**Work task**
Write out again only the lines that run from the start of the entries to the line containing "Category: contrail", both included.

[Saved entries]
____________________
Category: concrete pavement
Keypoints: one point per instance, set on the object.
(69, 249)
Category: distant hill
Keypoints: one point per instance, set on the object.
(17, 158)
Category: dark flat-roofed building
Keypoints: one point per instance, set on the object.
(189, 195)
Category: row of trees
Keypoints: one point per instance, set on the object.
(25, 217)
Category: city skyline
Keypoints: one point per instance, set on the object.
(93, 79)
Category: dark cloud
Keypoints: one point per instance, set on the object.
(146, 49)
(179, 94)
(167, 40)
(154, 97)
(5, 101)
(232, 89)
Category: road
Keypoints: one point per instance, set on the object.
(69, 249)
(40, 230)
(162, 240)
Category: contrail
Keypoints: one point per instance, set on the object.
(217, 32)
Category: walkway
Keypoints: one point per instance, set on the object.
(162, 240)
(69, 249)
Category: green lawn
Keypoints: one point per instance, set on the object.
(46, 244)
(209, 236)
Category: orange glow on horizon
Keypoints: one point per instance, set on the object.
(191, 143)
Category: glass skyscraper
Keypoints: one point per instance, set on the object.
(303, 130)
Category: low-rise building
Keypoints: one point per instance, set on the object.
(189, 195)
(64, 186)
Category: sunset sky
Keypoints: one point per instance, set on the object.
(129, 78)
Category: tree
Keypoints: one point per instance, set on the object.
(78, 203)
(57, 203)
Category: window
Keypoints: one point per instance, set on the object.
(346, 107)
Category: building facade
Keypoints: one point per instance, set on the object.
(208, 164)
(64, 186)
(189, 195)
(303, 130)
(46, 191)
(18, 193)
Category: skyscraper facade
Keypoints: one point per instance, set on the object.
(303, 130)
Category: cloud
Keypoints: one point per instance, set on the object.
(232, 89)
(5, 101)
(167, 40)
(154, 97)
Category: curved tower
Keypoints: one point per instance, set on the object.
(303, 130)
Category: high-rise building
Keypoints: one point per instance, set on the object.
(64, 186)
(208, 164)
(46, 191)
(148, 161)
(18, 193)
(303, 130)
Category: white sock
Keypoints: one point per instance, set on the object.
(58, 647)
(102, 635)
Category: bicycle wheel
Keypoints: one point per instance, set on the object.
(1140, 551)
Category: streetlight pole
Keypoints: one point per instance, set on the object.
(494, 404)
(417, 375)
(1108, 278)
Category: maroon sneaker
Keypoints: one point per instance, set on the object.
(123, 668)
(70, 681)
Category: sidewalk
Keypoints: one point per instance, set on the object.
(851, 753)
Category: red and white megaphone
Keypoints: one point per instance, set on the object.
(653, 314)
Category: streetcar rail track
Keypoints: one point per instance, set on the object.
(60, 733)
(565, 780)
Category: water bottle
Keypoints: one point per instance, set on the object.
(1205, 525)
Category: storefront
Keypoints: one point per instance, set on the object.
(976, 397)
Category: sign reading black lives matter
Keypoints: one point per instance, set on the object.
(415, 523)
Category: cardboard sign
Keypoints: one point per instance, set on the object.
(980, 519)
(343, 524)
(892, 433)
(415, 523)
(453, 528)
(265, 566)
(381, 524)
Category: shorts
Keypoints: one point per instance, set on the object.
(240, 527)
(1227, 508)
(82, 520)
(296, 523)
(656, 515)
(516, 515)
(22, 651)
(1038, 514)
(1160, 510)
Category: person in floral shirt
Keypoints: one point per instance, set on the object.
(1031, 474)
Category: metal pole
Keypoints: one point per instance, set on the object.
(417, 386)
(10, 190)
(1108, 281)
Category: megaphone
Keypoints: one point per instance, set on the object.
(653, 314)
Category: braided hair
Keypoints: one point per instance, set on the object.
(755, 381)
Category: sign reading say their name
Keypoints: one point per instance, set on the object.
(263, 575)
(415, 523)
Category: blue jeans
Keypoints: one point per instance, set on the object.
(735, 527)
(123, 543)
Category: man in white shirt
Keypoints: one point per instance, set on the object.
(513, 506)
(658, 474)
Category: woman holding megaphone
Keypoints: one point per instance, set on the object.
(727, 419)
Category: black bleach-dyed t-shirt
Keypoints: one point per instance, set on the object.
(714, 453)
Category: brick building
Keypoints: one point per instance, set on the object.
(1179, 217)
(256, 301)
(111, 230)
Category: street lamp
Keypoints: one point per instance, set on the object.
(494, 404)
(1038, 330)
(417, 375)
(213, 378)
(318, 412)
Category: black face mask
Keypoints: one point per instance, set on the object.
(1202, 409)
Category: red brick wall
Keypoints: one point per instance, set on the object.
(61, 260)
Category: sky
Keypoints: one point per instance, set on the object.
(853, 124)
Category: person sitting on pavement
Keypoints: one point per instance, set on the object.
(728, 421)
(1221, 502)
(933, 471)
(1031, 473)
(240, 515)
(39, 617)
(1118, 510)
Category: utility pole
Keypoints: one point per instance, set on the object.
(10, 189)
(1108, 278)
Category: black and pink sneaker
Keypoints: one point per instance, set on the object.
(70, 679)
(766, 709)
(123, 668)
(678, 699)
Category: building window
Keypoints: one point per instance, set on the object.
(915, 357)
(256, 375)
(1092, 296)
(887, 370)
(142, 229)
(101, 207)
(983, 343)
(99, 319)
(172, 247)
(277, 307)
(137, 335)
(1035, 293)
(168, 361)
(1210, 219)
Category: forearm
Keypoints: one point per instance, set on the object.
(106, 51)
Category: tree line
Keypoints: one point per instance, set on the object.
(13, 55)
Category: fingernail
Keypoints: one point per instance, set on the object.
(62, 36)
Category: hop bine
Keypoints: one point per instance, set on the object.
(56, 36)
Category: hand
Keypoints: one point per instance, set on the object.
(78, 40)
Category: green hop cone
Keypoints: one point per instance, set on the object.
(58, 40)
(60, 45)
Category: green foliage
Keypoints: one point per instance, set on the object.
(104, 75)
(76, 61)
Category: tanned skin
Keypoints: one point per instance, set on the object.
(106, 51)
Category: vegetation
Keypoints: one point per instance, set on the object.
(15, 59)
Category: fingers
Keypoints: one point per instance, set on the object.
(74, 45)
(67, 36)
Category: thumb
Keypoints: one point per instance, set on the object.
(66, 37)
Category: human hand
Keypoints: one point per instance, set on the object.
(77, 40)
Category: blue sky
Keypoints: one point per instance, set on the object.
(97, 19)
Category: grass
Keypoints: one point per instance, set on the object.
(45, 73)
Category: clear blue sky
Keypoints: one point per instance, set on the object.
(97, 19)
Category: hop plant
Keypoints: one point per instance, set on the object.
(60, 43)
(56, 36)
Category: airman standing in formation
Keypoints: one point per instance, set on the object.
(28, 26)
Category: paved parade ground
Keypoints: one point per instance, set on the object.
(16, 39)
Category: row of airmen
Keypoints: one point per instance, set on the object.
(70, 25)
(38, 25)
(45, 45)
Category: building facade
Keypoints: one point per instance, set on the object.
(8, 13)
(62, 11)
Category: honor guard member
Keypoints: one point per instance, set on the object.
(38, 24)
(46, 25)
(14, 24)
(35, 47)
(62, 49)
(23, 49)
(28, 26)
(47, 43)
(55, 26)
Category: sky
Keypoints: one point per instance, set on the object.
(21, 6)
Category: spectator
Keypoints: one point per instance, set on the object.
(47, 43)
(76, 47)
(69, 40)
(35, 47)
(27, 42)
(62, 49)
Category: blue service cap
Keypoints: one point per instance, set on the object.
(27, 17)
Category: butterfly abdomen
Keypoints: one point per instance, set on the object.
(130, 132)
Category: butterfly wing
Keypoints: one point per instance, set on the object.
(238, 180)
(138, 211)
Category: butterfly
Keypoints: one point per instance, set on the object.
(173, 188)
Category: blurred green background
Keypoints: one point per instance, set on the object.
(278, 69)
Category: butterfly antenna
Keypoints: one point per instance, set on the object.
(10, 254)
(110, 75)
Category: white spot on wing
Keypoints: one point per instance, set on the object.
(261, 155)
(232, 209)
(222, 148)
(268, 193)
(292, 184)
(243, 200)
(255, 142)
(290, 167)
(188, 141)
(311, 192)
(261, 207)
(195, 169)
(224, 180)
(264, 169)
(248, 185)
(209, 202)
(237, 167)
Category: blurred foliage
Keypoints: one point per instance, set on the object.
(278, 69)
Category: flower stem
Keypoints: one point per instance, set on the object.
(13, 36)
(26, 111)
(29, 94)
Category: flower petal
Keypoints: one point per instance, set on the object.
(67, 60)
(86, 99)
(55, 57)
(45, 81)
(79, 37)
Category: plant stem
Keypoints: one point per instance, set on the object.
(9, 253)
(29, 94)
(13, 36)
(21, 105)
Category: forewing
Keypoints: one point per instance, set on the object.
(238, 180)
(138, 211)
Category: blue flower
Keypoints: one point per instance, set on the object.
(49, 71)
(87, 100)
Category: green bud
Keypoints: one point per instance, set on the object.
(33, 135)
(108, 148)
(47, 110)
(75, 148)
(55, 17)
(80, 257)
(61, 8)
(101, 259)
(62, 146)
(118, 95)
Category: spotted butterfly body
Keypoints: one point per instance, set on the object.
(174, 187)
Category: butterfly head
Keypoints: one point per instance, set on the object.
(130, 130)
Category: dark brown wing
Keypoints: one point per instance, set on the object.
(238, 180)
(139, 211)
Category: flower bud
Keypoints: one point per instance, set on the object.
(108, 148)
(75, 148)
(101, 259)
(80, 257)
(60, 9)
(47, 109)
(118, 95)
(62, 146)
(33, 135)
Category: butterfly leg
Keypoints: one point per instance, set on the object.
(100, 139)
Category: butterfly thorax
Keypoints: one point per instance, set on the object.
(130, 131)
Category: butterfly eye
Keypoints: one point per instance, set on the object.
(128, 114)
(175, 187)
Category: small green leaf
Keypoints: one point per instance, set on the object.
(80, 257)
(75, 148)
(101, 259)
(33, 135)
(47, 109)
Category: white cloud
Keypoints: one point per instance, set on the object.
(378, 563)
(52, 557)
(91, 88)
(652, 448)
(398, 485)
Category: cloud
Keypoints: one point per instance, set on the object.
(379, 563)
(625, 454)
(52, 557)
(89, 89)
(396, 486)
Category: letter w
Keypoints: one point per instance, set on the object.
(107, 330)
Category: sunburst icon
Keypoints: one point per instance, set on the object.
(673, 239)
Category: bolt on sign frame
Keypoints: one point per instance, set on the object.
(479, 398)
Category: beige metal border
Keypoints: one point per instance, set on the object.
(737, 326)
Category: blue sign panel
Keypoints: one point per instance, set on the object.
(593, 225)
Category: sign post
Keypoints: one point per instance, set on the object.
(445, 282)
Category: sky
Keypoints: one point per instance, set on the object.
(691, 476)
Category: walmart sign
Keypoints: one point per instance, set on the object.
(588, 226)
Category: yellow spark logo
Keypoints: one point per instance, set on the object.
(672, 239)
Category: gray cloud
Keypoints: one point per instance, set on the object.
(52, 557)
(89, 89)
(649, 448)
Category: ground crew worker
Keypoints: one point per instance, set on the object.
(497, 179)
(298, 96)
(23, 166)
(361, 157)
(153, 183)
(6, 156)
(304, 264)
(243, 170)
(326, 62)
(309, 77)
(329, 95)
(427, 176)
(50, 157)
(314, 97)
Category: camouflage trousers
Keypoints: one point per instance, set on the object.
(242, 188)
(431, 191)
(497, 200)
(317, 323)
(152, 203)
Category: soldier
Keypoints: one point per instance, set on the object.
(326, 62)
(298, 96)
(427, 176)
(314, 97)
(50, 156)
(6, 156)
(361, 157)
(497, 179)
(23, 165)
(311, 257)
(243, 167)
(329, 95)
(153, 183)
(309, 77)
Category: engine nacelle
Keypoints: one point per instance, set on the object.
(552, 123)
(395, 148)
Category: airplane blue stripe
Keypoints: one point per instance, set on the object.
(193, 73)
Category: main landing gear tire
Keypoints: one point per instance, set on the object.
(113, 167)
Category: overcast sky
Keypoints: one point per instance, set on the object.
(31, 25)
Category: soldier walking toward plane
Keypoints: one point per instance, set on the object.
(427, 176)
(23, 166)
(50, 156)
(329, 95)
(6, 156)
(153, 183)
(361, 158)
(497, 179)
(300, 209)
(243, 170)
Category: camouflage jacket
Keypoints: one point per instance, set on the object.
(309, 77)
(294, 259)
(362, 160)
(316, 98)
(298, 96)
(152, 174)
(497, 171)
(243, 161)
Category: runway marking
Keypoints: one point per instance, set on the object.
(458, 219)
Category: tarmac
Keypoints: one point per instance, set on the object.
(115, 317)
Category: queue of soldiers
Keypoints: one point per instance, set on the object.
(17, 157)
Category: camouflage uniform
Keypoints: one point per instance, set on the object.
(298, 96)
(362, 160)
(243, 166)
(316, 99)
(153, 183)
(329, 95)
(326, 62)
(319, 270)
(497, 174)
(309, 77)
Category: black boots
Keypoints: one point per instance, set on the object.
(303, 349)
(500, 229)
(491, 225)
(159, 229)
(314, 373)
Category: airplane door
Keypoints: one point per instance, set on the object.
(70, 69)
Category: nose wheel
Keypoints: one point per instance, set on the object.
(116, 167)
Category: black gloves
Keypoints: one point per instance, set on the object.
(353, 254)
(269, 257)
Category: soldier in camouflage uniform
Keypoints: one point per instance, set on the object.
____________________
**Answer to this problem**
Category: concrete pavement
Keypoints: one point per instance, set on the object.
(69, 249)
Category: distant hill
Keypoints: one point per instance, set on the object.
(17, 158)
Category: dark flat-roofed building
Keypoints: one point per instance, set on the object.
(189, 195)
Category: row of trees
Keypoints: one point per instance, set on the object.
(25, 217)
Category: city skyline
Keypoints: one point per instance, set on the object.
(93, 79)
Category: dark cloud
Keypoints: one point per instance, set on the object.
(146, 49)
(179, 94)
(167, 40)
(154, 97)
(5, 101)
(232, 89)
Category: road
Keypoints: one point per instance, set on the object.
(69, 249)
(40, 230)
(162, 240)
Category: contrail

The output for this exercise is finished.